Haber Metni
☆ ☆ ☆ ☆ ☆

Bodrum Kalesi'nin yıkılacağına ilişkin iddialar yalanlandı

Kültür ve Turizm Bakanlığınca, Bodrum Kalesi'nin yıkılacağına dair asılsız, eksik ve hatalı haberlerin gerçeği yansıtmadığı bildirildi.

Bakanlıktan yapılan yazılı açıklamada, son günlerde basın ve sosyal  medyada yer alan Muğla Bodrum Kalesi Rölöve, Restitüsyon, Restorasyon, Teşhir  Tanzim ve Mühendislik Projeleri işi kapsamında Bodrum Kalesi'nin yıkılacağına  dair birtakım, asılsız, eksik ve hatalı haberlerin yapıldığı belirtildi.

Habere konu olan Bodrum Kalesi'nin Mimari Koruma ve Müzecilik  projesinin mevcut müzenin yıkılarak yeni düzenlemeler yapılmasını içermediği  belirtilen açıklamada, 1995'te "Avrupa'da Yılın Müzesi" yarışmasında Özel Ödül  alan Uluslararası ödüllü Bodrum Sualtı arkeoloji Müzesi'nin 40 yılı aşkın süredir  Bodrum Kalesi'nde hizmet verdiği ifade edildi.

Projeyle, Bodrum Kalesi geleceğe sağlıklı bir şekilde aktarılacak

Hazırlanan projeye ilişkin, "Projenin temel amacı hem kendi başına  özel bir anıtsal yapı olan 700 yıllık Bodrum Kalesi'nin korunarak geleceğe en iyi  şekilde aktarmak, hem de uluslararası ödüllü bu özel müzenin ihtiyaçlarına en iyi  şekilde cevap vermektir. Proje  Bodrum Kalesi'nin geleceğe sağlıklı bir şekilde  aktarılabilmesi için koruma ve restorasyonu ile müze ihtiyaçlarına en iyi ve  modern şekilde cevap verecek çeşitli dönemlerde sergileme ve depo amacı ile  inşa  edilmiş olan geç dönem niteliksiz yapıların kaldırıldığı mekansal ve işlevsel  düzenlemeleri içermektedir." bilgisi verildi.

Dünyaca ünlü Bodrum Sualtı Arkeoloji Müzesi'ni kaleden ayrı düşünmenin  imkansız olduğu vurgulanan açıklamada, projenin hedefinin müze alanlarının  artırılması değil, hem kaleye zarar vermeyecek şekilde düzenlenmesi hem de  içerdiği paha biçilmez eserlerin geleceğe aktarılması için en uygun fiziki ve  iklim şartlarının sağlanması olduğu kaydedildi.

☆ ☆ ☆ ☆ ☆

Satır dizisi
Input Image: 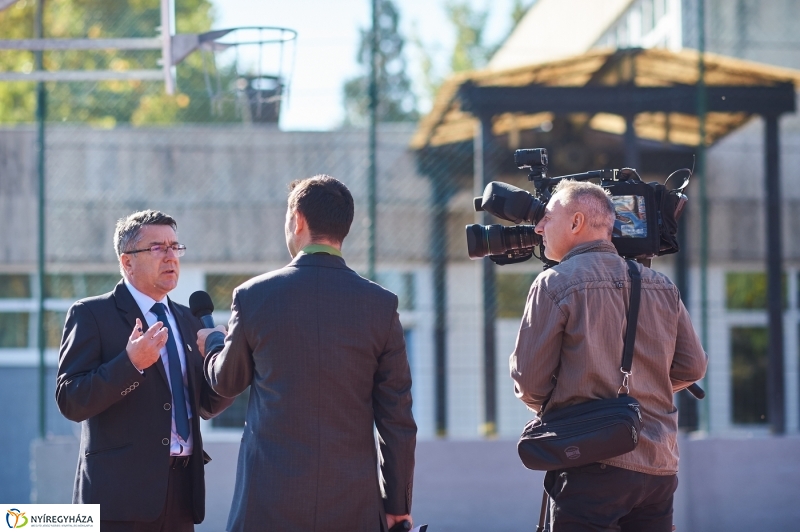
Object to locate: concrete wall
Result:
[0,124,430,269]
[25,437,800,532]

☆ ☆ ☆ ☆ ☆

Yapılacak Görevler
A: Habere göre Bodrum Sualtı Arkeoloji Müzesi 1995'te hangi yarışmada Özel Ödül almıştır?
B: Satır dizisindeki bütün satırları, boş olanları atlayarak numaralı bir liste hâlinde yazınız. Resimleri cevabınıza katmayınız.
Haber ile satırlar birbirinden bağımsızdır.

Görev Sonuçları
A: "Avrupa'da Yılın Müzesi" yarışmasında.

B:
1. Input Image: 
2. Object to locate: concrete wall
3. Result:
4. [0,124,430,269]
5. [25,437,800,532]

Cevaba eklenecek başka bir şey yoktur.